Find every line in the records that contains the word "plaid" and copy each of those lines.

====

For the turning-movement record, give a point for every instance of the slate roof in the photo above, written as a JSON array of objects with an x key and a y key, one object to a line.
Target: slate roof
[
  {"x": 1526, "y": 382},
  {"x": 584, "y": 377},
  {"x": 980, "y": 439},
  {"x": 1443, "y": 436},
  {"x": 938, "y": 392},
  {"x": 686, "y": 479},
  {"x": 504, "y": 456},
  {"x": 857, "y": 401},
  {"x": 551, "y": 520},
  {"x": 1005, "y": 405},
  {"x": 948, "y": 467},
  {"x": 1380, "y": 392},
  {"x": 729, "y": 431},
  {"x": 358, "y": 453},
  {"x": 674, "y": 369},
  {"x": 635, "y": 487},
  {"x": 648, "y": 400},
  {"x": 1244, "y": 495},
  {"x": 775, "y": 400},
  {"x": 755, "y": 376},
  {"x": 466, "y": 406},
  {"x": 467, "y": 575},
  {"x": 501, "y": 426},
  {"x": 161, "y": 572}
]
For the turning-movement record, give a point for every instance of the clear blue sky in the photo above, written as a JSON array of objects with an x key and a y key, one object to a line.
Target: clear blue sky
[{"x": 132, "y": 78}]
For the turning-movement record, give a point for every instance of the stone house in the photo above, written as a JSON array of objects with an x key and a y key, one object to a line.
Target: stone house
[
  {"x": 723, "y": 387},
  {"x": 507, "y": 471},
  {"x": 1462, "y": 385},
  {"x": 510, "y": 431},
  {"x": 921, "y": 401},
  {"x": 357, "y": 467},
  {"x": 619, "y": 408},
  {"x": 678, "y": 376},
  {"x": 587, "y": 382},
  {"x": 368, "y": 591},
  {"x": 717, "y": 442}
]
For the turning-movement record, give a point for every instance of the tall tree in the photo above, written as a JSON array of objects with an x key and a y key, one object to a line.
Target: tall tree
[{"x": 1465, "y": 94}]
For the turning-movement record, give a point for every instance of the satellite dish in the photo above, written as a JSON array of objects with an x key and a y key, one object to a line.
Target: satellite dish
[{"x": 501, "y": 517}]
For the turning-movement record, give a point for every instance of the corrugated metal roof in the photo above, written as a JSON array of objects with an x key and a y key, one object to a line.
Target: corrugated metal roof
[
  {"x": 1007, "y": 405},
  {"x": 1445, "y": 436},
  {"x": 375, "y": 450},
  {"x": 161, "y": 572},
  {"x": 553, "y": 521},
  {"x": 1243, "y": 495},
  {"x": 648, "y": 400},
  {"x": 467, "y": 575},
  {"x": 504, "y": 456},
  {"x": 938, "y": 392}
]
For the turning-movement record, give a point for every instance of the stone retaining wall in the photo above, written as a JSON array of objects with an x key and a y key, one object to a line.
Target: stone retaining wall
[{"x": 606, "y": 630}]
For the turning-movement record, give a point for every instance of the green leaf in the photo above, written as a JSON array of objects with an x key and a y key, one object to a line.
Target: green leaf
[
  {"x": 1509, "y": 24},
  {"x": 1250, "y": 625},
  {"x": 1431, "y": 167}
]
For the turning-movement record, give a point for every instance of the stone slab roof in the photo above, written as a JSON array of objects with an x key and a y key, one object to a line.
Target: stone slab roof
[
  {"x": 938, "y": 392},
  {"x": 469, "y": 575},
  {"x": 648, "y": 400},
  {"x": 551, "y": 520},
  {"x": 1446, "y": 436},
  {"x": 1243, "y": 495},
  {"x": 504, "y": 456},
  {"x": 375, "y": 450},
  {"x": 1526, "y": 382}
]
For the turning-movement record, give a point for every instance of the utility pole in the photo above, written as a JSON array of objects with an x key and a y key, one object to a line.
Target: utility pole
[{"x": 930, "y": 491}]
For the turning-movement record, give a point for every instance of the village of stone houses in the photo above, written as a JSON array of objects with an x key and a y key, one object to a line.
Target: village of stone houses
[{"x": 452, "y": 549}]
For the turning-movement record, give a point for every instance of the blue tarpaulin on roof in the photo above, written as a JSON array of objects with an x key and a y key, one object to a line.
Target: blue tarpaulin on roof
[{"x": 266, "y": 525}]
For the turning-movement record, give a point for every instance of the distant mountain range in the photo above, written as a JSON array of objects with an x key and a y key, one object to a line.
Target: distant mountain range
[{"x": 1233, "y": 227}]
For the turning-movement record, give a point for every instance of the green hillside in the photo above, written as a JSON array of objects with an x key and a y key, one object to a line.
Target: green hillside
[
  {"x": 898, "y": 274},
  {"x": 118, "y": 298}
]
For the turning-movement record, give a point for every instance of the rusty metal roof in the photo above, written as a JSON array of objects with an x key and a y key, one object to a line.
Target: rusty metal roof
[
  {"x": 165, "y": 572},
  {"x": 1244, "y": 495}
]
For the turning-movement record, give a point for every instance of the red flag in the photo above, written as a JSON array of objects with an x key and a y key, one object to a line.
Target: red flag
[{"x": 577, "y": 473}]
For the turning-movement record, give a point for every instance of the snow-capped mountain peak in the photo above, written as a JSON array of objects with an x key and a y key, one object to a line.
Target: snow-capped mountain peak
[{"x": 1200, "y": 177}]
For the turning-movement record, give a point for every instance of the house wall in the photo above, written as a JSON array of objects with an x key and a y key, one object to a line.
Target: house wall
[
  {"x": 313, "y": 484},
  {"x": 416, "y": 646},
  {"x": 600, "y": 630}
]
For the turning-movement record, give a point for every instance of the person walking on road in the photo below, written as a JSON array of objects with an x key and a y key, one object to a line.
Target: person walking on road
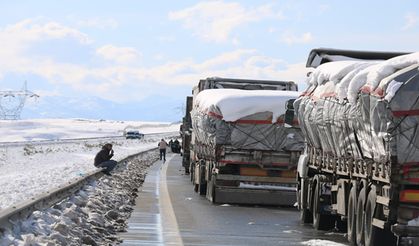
[
  {"x": 103, "y": 159},
  {"x": 162, "y": 147}
]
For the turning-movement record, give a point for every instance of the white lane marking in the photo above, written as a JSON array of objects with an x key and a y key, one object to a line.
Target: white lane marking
[
  {"x": 158, "y": 216},
  {"x": 170, "y": 225}
]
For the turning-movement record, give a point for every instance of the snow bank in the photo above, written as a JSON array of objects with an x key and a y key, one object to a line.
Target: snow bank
[
  {"x": 349, "y": 77},
  {"x": 93, "y": 216},
  {"x": 320, "y": 242},
  {"x": 235, "y": 104},
  {"x": 30, "y": 169},
  {"x": 52, "y": 129}
]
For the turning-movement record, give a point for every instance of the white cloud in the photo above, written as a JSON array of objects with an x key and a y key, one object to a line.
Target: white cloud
[
  {"x": 118, "y": 54},
  {"x": 411, "y": 21},
  {"x": 291, "y": 38},
  {"x": 100, "y": 23},
  {"x": 30, "y": 30},
  {"x": 216, "y": 20},
  {"x": 127, "y": 80}
]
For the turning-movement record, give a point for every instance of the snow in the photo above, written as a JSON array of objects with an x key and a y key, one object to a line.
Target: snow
[
  {"x": 235, "y": 104},
  {"x": 414, "y": 222},
  {"x": 31, "y": 168},
  {"x": 353, "y": 75},
  {"x": 392, "y": 88},
  {"x": 51, "y": 129}
]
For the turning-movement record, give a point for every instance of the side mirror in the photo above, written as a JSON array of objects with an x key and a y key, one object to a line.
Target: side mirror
[{"x": 289, "y": 113}]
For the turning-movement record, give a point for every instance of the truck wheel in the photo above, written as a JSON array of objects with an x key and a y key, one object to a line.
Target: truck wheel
[
  {"x": 211, "y": 190},
  {"x": 374, "y": 235},
  {"x": 371, "y": 232},
  {"x": 320, "y": 221},
  {"x": 203, "y": 189},
  {"x": 305, "y": 215},
  {"x": 360, "y": 218},
  {"x": 352, "y": 216}
]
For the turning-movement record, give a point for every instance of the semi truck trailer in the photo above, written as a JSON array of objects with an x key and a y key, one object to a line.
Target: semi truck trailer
[
  {"x": 241, "y": 150},
  {"x": 359, "y": 170}
]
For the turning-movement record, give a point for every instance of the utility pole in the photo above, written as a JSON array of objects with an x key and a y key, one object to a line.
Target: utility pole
[{"x": 12, "y": 102}]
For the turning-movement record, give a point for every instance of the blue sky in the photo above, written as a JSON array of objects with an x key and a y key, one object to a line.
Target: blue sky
[{"x": 138, "y": 60}]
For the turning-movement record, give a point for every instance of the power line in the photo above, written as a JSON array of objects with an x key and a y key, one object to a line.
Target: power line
[{"x": 12, "y": 102}]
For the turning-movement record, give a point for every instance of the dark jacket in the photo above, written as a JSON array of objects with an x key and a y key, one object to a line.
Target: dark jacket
[{"x": 102, "y": 156}]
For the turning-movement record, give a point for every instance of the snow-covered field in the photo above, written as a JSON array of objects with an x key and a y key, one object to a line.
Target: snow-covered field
[
  {"x": 52, "y": 129},
  {"x": 32, "y": 168}
]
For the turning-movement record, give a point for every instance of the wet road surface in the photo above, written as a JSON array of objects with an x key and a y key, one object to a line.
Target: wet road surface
[{"x": 168, "y": 212}]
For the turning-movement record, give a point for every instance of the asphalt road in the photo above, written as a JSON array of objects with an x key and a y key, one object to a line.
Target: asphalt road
[{"x": 168, "y": 212}]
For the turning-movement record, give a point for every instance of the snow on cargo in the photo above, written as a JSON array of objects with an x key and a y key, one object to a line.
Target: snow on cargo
[
  {"x": 347, "y": 78},
  {"x": 233, "y": 104}
]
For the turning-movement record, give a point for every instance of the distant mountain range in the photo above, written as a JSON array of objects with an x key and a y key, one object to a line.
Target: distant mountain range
[{"x": 149, "y": 109}]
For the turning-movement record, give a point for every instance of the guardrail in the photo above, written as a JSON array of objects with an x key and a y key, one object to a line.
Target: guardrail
[{"x": 47, "y": 199}]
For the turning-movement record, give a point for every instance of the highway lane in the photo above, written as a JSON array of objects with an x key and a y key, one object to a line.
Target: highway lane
[{"x": 168, "y": 212}]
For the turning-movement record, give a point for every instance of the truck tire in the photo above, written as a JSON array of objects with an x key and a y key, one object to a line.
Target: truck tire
[
  {"x": 375, "y": 236},
  {"x": 351, "y": 221},
  {"x": 203, "y": 189},
  {"x": 371, "y": 232},
  {"x": 305, "y": 214},
  {"x": 360, "y": 218},
  {"x": 320, "y": 221},
  {"x": 211, "y": 190}
]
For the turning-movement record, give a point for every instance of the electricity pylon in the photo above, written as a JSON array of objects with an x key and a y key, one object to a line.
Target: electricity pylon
[{"x": 12, "y": 102}]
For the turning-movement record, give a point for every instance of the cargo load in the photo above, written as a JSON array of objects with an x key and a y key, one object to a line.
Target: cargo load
[
  {"x": 242, "y": 151},
  {"x": 361, "y": 162}
]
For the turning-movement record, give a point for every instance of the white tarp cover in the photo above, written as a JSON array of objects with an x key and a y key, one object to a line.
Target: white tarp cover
[
  {"x": 370, "y": 111},
  {"x": 243, "y": 119},
  {"x": 233, "y": 104}
]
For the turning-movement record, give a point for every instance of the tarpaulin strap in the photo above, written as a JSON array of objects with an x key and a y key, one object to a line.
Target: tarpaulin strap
[
  {"x": 251, "y": 137},
  {"x": 401, "y": 113}
]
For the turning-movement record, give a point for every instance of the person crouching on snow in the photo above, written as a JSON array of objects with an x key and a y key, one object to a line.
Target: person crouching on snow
[
  {"x": 162, "y": 147},
  {"x": 103, "y": 159}
]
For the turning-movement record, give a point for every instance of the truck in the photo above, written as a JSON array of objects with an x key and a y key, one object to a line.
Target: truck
[
  {"x": 241, "y": 151},
  {"x": 359, "y": 171},
  {"x": 186, "y": 134}
]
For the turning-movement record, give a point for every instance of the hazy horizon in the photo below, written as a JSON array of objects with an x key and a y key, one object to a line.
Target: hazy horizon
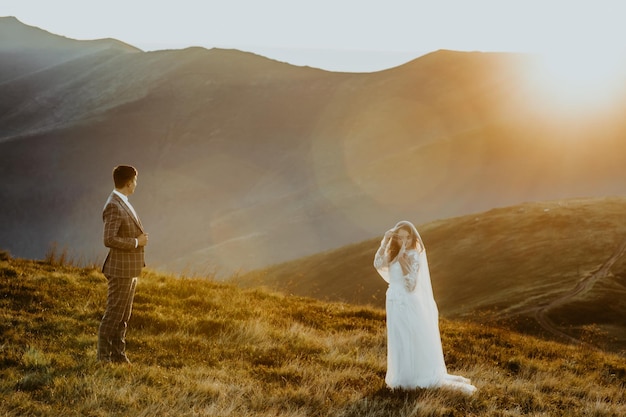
[{"x": 350, "y": 36}]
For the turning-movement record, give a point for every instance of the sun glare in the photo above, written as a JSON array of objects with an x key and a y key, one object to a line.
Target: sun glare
[{"x": 581, "y": 80}]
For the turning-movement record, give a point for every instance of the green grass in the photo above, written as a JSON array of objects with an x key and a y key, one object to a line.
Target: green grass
[{"x": 203, "y": 348}]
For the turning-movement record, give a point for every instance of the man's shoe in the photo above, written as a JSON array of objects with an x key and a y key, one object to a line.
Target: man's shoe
[{"x": 120, "y": 359}]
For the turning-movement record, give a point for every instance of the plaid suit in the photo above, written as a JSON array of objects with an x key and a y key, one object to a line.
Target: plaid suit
[{"x": 121, "y": 268}]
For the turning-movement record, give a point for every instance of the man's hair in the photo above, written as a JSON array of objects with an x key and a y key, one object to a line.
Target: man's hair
[{"x": 122, "y": 174}]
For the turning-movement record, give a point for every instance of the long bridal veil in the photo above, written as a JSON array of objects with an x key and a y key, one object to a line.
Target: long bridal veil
[{"x": 414, "y": 351}]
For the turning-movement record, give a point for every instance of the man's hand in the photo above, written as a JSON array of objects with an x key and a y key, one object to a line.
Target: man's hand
[{"x": 142, "y": 240}]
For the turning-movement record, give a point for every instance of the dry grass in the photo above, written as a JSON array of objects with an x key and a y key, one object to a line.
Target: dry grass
[
  {"x": 201, "y": 348},
  {"x": 503, "y": 263}
]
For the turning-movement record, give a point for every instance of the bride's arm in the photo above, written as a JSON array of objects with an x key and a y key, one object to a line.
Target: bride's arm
[
  {"x": 410, "y": 277},
  {"x": 380, "y": 259}
]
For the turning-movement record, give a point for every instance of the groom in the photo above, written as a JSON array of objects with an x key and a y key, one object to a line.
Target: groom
[{"x": 125, "y": 237}]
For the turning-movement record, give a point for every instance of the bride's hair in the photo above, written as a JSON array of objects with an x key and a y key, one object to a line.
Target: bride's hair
[{"x": 394, "y": 246}]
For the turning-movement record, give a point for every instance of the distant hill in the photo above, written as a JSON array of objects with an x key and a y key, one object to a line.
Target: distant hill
[
  {"x": 203, "y": 348},
  {"x": 245, "y": 161},
  {"x": 554, "y": 269}
]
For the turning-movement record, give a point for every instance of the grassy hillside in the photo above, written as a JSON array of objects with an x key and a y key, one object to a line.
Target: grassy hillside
[
  {"x": 201, "y": 348},
  {"x": 516, "y": 264}
]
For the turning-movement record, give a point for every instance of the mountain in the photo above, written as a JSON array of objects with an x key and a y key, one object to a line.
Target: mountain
[
  {"x": 203, "y": 348},
  {"x": 555, "y": 269},
  {"x": 245, "y": 161}
]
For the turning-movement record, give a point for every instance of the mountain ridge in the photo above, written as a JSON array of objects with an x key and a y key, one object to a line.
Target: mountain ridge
[{"x": 246, "y": 161}]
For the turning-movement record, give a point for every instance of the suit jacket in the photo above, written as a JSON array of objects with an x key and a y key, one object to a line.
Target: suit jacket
[{"x": 120, "y": 231}]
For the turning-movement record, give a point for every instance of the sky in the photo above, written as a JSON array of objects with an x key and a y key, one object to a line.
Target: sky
[{"x": 338, "y": 35}]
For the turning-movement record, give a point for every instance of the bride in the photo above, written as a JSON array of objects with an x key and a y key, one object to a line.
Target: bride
[{"x": 414, "y": 353}]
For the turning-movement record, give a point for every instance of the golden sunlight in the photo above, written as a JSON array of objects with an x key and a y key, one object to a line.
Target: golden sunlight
[{"x": 580, "y": 81}]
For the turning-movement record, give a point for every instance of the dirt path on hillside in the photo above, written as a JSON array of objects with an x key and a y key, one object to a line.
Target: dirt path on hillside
[{"x": 541, "y": 313}]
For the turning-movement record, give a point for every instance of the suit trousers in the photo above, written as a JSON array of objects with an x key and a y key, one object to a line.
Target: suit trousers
[{"x": 112, "y": 332}]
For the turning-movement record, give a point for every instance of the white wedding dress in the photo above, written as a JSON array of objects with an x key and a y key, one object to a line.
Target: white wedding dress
[{"x": 414, "y": 353}]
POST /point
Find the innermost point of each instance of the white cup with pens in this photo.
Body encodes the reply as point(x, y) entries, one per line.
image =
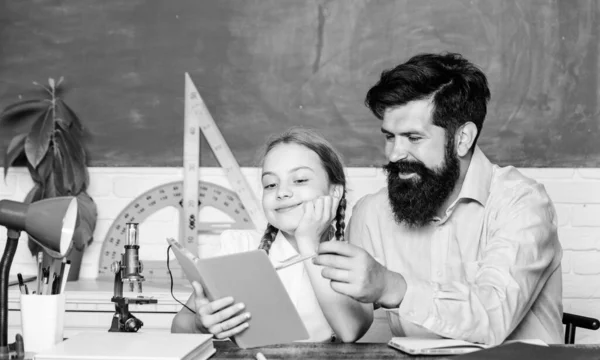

====

• _THE RESPONSE_:
For the turning-movement record, give a point for every instance of the plaid suit in the photo above, written as a JSON array of objects with an x key and a y key, one object to a line.
Target: plaid suit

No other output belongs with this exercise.